## The data
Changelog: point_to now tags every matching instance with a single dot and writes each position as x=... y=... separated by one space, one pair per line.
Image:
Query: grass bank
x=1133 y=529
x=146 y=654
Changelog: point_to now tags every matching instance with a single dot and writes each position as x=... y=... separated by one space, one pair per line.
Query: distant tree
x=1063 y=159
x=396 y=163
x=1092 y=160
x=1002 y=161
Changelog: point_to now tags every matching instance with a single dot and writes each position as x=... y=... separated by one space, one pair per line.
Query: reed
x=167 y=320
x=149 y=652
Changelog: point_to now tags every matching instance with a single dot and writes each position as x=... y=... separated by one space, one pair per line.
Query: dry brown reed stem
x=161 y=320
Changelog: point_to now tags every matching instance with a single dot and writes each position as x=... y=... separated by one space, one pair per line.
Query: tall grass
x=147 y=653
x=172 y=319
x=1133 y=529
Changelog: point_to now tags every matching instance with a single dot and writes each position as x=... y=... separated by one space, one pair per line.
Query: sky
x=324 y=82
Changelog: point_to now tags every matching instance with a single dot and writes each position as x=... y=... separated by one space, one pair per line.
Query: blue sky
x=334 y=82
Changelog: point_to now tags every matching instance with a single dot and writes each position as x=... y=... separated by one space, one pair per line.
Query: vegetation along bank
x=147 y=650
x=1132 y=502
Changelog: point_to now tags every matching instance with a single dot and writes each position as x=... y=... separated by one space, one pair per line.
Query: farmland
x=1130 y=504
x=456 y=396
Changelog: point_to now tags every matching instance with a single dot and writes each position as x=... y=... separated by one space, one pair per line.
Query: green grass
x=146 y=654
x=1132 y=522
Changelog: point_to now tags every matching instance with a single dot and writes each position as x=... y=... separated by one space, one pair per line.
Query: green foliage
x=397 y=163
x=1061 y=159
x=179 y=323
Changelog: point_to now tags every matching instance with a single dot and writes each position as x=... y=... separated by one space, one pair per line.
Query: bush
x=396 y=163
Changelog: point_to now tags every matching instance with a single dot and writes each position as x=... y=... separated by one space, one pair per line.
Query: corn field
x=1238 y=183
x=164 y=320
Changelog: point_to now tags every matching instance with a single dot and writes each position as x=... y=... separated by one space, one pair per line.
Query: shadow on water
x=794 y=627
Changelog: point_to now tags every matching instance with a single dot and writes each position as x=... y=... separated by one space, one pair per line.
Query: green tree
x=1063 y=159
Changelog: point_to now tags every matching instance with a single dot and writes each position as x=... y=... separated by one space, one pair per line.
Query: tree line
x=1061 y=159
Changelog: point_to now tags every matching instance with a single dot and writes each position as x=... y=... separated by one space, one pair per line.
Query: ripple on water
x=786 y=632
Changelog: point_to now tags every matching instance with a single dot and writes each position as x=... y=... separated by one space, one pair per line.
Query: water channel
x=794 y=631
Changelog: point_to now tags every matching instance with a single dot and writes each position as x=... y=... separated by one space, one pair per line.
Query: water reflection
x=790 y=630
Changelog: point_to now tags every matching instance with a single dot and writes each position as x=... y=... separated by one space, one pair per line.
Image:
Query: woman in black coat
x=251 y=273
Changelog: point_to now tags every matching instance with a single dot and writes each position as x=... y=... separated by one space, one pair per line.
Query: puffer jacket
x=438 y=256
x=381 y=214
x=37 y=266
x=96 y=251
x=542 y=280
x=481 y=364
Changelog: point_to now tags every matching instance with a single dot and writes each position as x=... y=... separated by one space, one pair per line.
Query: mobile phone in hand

## Problem requirements
Would you please transcribe each line of the material exactly?

## Your response
Changelog: point_to now tags every matching instance with a single dot and writes each position as x=... y=... separated by one space, one pair per line.
Image:
Query: grass bank
x=1133 y=529
x=146 y=654
Changelog: point_to now tags every matching instance with a single dot and writes each position as x=... y=... separated by one space, one pair per line.
Query: distant tree
x=1063 y=159
x=396 y=163
x=1092 y=160
x=1002 y=161
Changelog: point_to now tags every matching instance with a single dot and writes each position as x=... y=... separated by one space, one pair per line.
Query: reed
x=167 y=320
x=149 y=652
Changelog: point_to now tags every matching instance with a single dot and writes each position as x=... y=... separated by one space, one pair per line.
Query: dry brown reed stem
x=161 y=320
Changelog: point_to now tags every matching instance with a single dot and writes each position as x=... y=... separated by one space, one pair per line.
Query: tall grass
x=147 y=653
x=172 y=319
x=1133 y=529
Changelog: point_to now tags every matching instance with a single dot and writes each position as x=... y=... separated by one space, one pair per line.
Query: sky
x=324 y=82
Changelog: point_to now tags every matching instance with a single dot and writes each position as x=... y=... separated by one space, one pair per line.
Query: blue sky
x=334 y=82
Changelog: point_to now tags every matching instance with a single dot and writes each position as x=... y=... separated by one space, one pair per line.
Query: vegetation along bank
x=147 y=650
x=1132 y=502
Changelog: point_to now tags every matching instance with a single dot and writes each position as x=... y=... separated by one space, one pair per line.
Query: farmland
x=1130 y=504
x=456 y=396
Changelog: point_to now tags every matching instance with a single dot and writes each position as x=... y=... separated by one space, one pair per line.
Query: green grass
x=146 y=654
x=1132 y=522
Changelog: point_to now tags every matching instance with a single dot and writes each position as x=... y=... separated by one space, one pair per line.
Query: green foliage
x=397 y=163
x=1061 y=159
x=179 y=323
Changelog: point_to now tags every matching instance with a single dot and writes each position as x=... y=... separated by one space, one pair per line.
Query: bush
x=396 y=163
Changelog: point_to now tags every matching instance with a single dot and writes each position as x=... y=... separated by one space, one pair per line.
Query: corn field
x=1238 y=183
x=164 y=320
Changelog: point_to now tags every matching instance with a single dot and writes each position as x=... y=... separated by one space, one pair per line.
Query: shadow on water
x=794 y=627
Changelog: point_to now tags every matching instance with a single dot and writes each position as x=... y=... separated by one space, one pair per line.
Query: green tree
x=1063 y=159
Changelog: point_to now tags every matching instance with a single dot and writes each position as x=... y=... separated by one space, one pair per line.
Query: tree line
x=1061 y=159
Changelog: point_to now tags every matching instance with a single dot and writes each position as x=... y=... separated by one space, one pair per line.
Query: ripple on water
x=786 y=632
Changelog: point_to now tags every matching instance with a single dot and writes each position as x=... y=... separated by one space, one pair per line.
Query: water channel
x=794 y=631
Changelog: point_to now tags every matching instance with a single dot and writes each position as x=... y=... separated by one space, one pair per line.
Query: water reflection
x=790 y=630
Changelog: point_to now tags every matching instance with a single dot and writes each position as x=... y=... separated by one space, one pair per line.
Image:
Query: woman in black coat
x=251 y=273
Changelog: point_to now tags every matching instance with a single dot and writes each position as x=... y=... separated by one space, one pair per line.
Query: puffer jacket
x=438 y=256
x=381 y=214
x=37 y=266
x=96 y=251
x=542 y=280
x=481 y=364
Changelog: point_to now tags every matching instance with a single dot and writes each position as x=... y=... separated by one space, one pair per line.
Query: mobile phone in hand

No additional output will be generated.